- SOURCE DOCUMENT -
Although women in the Viking Age (c. 790-1100 CE) lived in a male-dominated society, far from being powerless, they ran farms and households, were responsible for textile production, moved away from Scandinavia to help settle Viking territories abroad stretching from Greenland, Iceland, and the British Isles to Russia, and were perhaps even involved in trade in the sparse urban centres. Some were part of a rich upper class, such as the lady – perhaps a queen – who was buried in the ostentatious Oseberg ship burial in 834 CE, while on the other end of the spectrum, slaves, among them many women, were taken from conquered territories during the Viking expansion and integrated into Viking Age society.
As we are largely dependent on piecing together their lives mostly through burials, the accompanying grave goods, and the occasional runestone that mentions women (or was commissioned by one), we know a fair amount about Viking Age women's clothing, jewellery, and personal items but much less about their effective 'power' or the status they held. In a landscape where small rural communities or even remote self-sustaining farmsteads were the norm, however, the domestic tasks that were mainly the domain of women were clearly far from unimportant. In some cases, while their men were away trading, or pillaging monasteries and scaring monks around the Northern European coasts, the wives who stayed behind likely took over control of the farm for a while. Moreover, over the past few years, the possible existence of female Viking warriors has been discussed a lot – adding high-pitched battle-screams to an otherwise very bearded scene – but the evidence is quite controversial and inconclusive.
Clothing & Jewellery
One of the less cloudy areas when it comes to the lives of women in the Viking Age is their clothing and jewellery. Courtesy of burials and their accompanying grave goods, we know that most women seem to have worn outfits comprised of two or three layers, the first of which being a linen or woollen sleeved shift or underdress fastened at the neck with a small disc brooch and sometimes pleated there, too. On top of this, a strapped gown or overdress was worn, made of a rectangular piece of usually wool which was wrapped around the body and held up by shoulder straps which at the front of the dress were pinned down by two oval brooches.
These oval brooches, also known as tortoise brooches, are typical for Viking Age material culture, and when one finds such brooches in graves, a Scandinavian link is usually present. They varied hugely in style; more than 50 styles have been identified, and, as Neil Price explains, "the differences may reflect changes in fashion, but it is more likely this enormous diversity shows an arcane language of class and regional affiliation we can no longer understand." (Fitzhugh & Ward, 36). Alternatively, box brooches could also be used to fasten shawls and the likes. Both types of brooches were usually made of bronze and adorned with knotted patterns. The types of textiles held in place by them could vary greatly too, from simple domestic wool to fine oriental silk in trading hubs such as Birka in Sweden, where, interestingly, the varying qualities of cloth were often present in one and the same (rich) grave.
Besides these practical items, women in the Viking Age also wore necklaces, arm rings, and trefoil buckles (and trefoil brooches, made up of three 'arms' poking out, embellished with knotwork and/or filigree). Beads are also commonly found in their graves.
Running the Household
Although a few trade centres did exist, Viking Age homes were mostly located in smaller rural hubs and at isolated farms where a large degree of self-sufficiency would have been needed to survive. A typical Viking Age house was made up of one long room with a central hearth and could be accompanied by a dairy, sheds, barns, and other outbuildings.

- WRITTEN REQUEST 1 -
Set down the text on Viking Age women from "Although women in" up to and including "Viking Age society.", word for word.
- WRITTEN REQUEST 2 -
Write the next part of the piece on women in the Viking Age, starting after its final sentence.

- EXCERPTED DATA -
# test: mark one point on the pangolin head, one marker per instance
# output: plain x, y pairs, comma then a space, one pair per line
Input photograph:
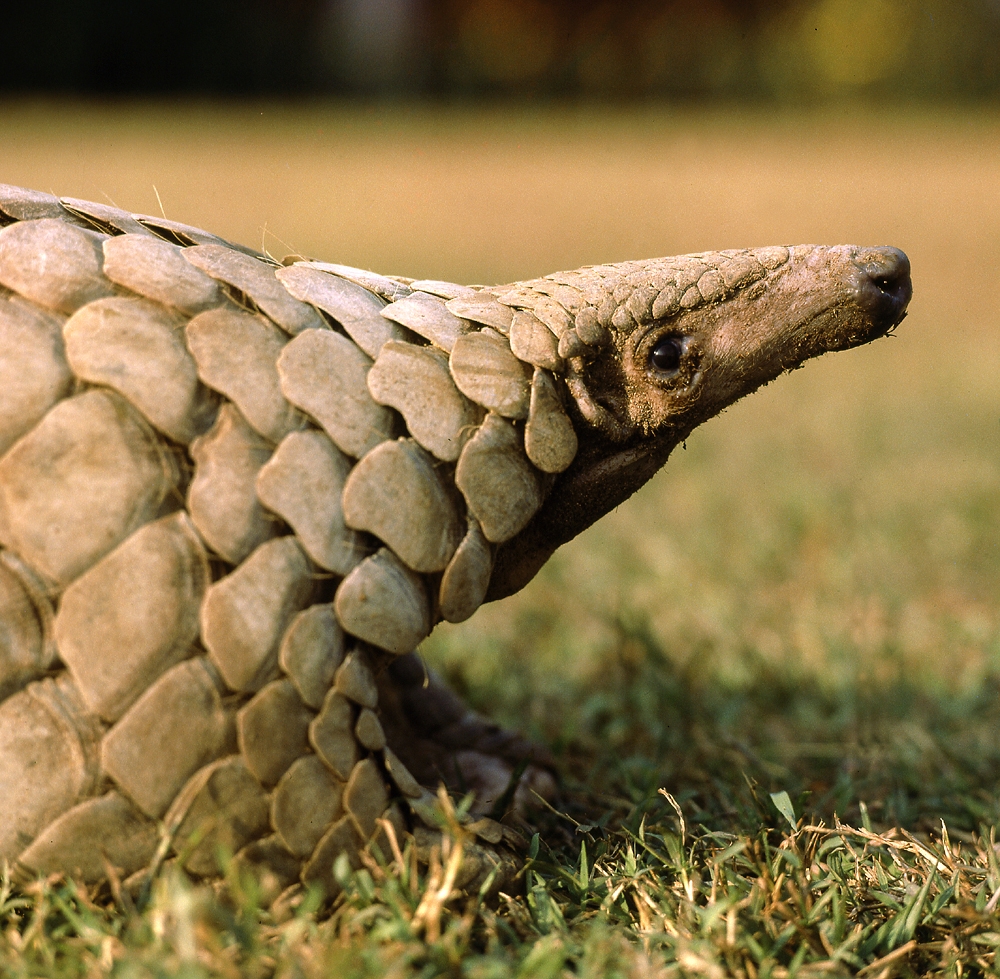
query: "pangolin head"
674, 341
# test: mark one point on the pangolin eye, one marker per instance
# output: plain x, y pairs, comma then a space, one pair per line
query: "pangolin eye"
665, 357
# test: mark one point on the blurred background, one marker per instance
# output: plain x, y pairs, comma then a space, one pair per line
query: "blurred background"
773, 50
815, 578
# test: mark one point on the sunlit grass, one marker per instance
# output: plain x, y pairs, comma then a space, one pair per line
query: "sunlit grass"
804, 602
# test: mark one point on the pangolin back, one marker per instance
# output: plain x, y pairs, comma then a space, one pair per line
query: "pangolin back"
232, 491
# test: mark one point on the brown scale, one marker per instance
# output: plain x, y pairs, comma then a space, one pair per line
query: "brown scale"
236, 496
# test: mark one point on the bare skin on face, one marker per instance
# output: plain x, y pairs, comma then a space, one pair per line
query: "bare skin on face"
666, 375
236, 495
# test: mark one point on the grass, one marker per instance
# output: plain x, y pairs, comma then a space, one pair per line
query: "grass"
793, 632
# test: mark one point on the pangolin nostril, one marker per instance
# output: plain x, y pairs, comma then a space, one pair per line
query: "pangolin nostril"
883, 284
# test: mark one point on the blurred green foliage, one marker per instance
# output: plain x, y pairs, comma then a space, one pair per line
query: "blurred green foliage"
761, 50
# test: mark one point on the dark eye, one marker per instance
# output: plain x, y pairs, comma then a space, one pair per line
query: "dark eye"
666, 355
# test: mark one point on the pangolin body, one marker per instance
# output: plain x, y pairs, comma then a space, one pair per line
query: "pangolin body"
235, 495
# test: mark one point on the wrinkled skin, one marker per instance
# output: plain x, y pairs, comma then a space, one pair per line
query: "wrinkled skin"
821, 300
633, 356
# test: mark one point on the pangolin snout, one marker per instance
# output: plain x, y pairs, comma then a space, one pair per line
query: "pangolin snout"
883, 285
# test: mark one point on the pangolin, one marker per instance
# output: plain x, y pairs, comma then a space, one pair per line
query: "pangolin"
236, 495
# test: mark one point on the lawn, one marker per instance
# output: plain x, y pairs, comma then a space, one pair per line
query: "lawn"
793, 631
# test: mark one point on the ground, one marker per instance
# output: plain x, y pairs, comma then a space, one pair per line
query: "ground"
796, 622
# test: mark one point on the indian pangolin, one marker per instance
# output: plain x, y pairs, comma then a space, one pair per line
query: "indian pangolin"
236, 495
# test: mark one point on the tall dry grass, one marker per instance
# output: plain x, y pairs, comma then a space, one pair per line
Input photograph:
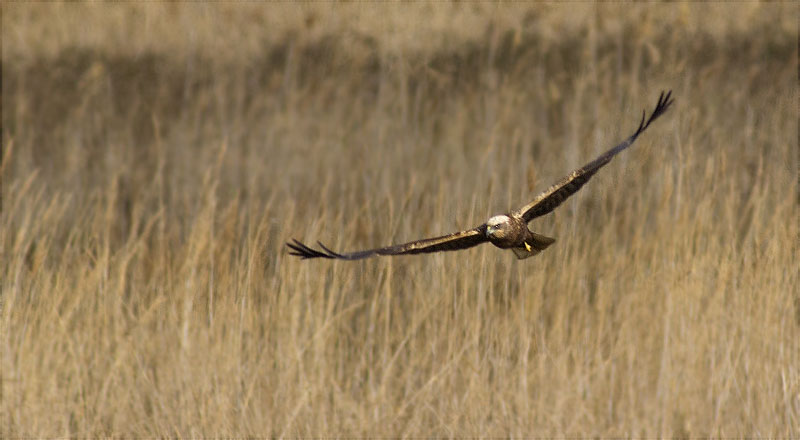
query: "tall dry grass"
156, 157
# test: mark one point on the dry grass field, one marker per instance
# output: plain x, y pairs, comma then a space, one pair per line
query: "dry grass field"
156, 158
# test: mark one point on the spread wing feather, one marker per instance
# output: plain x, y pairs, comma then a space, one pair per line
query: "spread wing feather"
450, 242
556, 194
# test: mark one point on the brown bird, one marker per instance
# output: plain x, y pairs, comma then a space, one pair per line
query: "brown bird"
506, 231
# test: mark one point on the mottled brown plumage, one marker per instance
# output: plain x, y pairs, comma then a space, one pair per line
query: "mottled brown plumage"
508, 231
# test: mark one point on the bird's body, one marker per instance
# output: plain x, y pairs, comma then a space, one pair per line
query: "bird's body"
506, 231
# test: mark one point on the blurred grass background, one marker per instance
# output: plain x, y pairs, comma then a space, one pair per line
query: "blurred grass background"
156, 157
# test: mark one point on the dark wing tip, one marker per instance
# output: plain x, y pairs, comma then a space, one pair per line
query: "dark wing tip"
664, 101
298, 249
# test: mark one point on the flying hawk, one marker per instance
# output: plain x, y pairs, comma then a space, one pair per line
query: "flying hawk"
506, 231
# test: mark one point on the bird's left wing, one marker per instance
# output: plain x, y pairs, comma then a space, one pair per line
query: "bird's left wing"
450, 242
556, 194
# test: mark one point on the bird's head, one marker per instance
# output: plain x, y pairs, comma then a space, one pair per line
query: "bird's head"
498, 226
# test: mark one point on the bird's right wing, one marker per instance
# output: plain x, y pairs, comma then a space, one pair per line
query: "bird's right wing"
556, 194
450, 242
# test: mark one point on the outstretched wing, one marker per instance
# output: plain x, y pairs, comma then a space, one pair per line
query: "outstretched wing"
556, 194
451, 242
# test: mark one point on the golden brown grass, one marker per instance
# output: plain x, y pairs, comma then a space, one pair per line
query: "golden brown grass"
156, 158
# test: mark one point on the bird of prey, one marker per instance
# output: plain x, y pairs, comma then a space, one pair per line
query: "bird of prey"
506, 231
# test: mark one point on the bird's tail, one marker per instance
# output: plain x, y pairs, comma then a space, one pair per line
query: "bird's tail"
534, 244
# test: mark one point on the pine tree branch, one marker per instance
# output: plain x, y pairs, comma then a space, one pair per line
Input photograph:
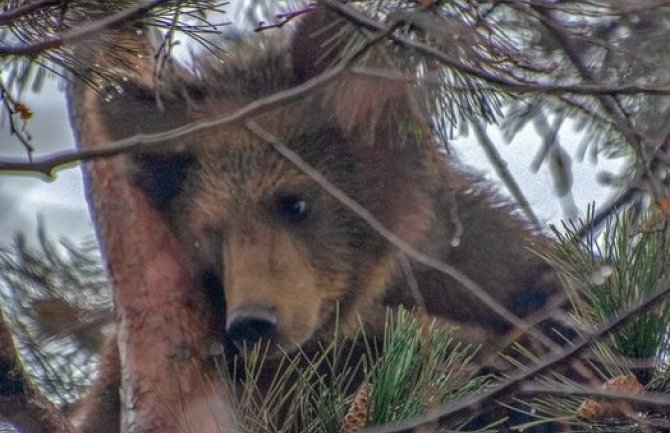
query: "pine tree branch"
21, 403
500, 167
8, 16
467, 407
79, 33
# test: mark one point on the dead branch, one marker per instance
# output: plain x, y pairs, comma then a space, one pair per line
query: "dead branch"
391, 237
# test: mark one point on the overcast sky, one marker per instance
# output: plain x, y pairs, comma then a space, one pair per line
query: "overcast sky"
62, 205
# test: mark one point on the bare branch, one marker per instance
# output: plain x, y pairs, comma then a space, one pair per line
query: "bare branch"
500, 166
587, 88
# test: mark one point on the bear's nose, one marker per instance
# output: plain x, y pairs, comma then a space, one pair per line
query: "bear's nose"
250, 323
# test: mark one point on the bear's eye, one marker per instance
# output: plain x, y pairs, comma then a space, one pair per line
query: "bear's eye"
293, 208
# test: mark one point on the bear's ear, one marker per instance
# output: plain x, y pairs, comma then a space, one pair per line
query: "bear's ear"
381, 110
318, 43
139, 100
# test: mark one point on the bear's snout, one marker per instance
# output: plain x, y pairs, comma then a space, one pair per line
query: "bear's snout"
249, 323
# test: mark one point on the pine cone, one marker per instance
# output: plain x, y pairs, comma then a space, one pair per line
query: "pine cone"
357, 416
598, 409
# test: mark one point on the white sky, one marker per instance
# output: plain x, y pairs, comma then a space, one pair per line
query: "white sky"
64, 210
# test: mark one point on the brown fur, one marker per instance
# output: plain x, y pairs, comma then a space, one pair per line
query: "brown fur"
224, 192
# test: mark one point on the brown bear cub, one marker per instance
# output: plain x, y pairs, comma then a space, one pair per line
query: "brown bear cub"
286, 255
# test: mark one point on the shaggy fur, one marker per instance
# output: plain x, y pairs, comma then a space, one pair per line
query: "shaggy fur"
264, 233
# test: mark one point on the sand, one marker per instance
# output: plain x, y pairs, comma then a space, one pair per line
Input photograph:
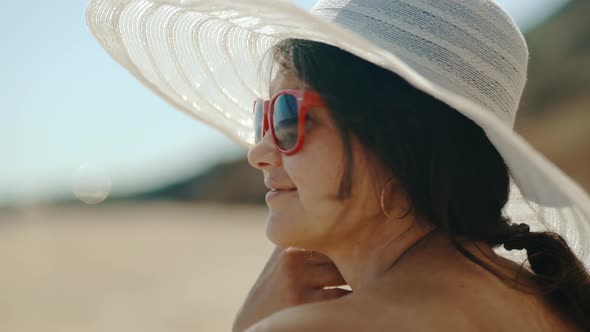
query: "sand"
128, 267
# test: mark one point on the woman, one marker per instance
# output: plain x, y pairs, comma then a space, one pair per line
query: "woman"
386, 143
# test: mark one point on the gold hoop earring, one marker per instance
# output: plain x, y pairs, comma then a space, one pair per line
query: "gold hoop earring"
383, 204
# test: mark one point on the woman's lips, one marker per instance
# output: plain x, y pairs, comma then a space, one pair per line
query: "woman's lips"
278, 192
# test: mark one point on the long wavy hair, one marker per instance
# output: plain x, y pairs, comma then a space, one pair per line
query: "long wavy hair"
441, 158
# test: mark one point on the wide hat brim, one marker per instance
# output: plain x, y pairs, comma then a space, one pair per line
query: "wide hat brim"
203, 57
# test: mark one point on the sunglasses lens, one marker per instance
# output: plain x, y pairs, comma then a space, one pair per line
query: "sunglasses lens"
285, 121
258, 115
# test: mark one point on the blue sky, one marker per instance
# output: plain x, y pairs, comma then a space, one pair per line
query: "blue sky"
65, 103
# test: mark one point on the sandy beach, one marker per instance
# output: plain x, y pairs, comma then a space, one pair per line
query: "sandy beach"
128, 267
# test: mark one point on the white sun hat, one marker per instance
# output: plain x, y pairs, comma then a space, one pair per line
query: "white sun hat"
204, 57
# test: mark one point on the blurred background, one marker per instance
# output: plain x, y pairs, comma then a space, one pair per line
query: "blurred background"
119, 213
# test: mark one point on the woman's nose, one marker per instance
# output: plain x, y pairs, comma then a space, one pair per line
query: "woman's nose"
264, 154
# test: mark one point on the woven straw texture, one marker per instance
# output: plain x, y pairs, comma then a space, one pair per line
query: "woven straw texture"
205, 58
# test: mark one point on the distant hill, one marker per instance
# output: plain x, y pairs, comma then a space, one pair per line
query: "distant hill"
554, 114
555, 110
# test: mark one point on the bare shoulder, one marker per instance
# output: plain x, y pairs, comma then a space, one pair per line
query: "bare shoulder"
356, 313
333, 315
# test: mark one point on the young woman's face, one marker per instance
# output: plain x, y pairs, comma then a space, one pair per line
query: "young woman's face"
307, 212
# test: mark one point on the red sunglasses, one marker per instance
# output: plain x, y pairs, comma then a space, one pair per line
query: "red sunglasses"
285, 114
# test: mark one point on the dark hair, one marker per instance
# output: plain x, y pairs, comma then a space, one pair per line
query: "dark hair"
441, 158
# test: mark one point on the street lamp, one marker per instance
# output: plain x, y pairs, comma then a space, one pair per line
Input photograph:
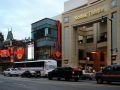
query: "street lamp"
104, 18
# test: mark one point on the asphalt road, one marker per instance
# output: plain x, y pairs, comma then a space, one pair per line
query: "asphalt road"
18, 83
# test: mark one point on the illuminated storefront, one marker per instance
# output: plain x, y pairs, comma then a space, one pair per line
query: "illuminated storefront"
47, 36
86, 34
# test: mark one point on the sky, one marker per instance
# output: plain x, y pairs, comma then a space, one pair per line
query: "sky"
20, 14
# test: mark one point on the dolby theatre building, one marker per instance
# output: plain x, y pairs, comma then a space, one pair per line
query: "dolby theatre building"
91, 34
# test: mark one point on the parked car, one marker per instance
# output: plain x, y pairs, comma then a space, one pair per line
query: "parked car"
108, 74
31, 74
12, 72
65, 72
88, 75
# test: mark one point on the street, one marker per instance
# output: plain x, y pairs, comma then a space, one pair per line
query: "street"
18, 83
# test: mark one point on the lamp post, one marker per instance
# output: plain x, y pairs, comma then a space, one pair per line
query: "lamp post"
105, 17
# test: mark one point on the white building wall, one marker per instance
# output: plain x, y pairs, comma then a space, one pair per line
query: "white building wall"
71, 4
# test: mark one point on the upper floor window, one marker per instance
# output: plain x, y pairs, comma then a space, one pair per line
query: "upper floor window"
46, 31
89, 39
66, 19
113, 3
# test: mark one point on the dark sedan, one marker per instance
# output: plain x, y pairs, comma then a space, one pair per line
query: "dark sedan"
65, 72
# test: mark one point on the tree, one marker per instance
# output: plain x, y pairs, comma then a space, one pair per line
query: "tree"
1, 37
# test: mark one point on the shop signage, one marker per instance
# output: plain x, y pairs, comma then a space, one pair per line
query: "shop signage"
89, 13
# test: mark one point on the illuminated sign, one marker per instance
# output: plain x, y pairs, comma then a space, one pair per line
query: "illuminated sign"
4, 53
89, 13
20, 53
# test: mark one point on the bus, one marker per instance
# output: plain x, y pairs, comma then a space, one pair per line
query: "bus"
44, 66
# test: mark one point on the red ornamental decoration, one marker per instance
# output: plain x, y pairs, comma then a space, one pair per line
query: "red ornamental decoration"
4, 53
19, 52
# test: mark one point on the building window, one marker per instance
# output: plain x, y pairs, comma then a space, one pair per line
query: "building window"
66, 19
80, 39
113, 3
114, 32
46, 31
89, 39
103, 37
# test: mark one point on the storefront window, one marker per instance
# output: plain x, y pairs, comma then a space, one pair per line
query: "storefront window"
113, 3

- EXPECTED OUTPUT 1 -
Although women in the Viking Age (c. 790-1100 CE) lived in a male-dominated society, far from being powerless, they ran farms and households, were responsible for textile production, moved away from Scandinavia to help settle Viking territories abroad stretching from Greenland, Iceland, and the British Isles to Russia, and were perhaps even involved in trade in the sparse urban centres. Some were part of a rich upper class, such as the lady – perhaps a queen – who was buried in the ostentatious Oseberg ship burial in 834 CE, while on the other end of the spectrum, slaves, among them many women, were taken from conquered territories during the Viking expansion and integrated into Viking Age society.

- EXPECTED OUTPUT 2 -
Mostly resigned to this domestic sphere, Judith Jesch remarks that "women living in rural areas in the Viking Age spent most of their time in the triangle of byre [cowshed], dairy and living quarters, providing their families with food and clothing" (41). Just as food had to be prepared from whatever raw state it came in – quite unlike running to the supermarket – textile production and the subsequent making of clothes were elaborate processes that almost all Viking Age women were involved in one way or another. In fact, the most common grave goods found in female graves from this period are spindle whorls, wool combs, and weaving battens, especially in the countryside. Other tasks that do not show up in the archaeological record in such a direct way but are traditionally associated with women are child-rearing and caring for the sick or the elderly, and we might also imagine women doing odd jobs around the farm or even some carpentry or leatherworking. How exactly children were brought up and whether girls were treated any differently from boys is unclear, although daughters could perhaps be given in marriage at an appropriate age.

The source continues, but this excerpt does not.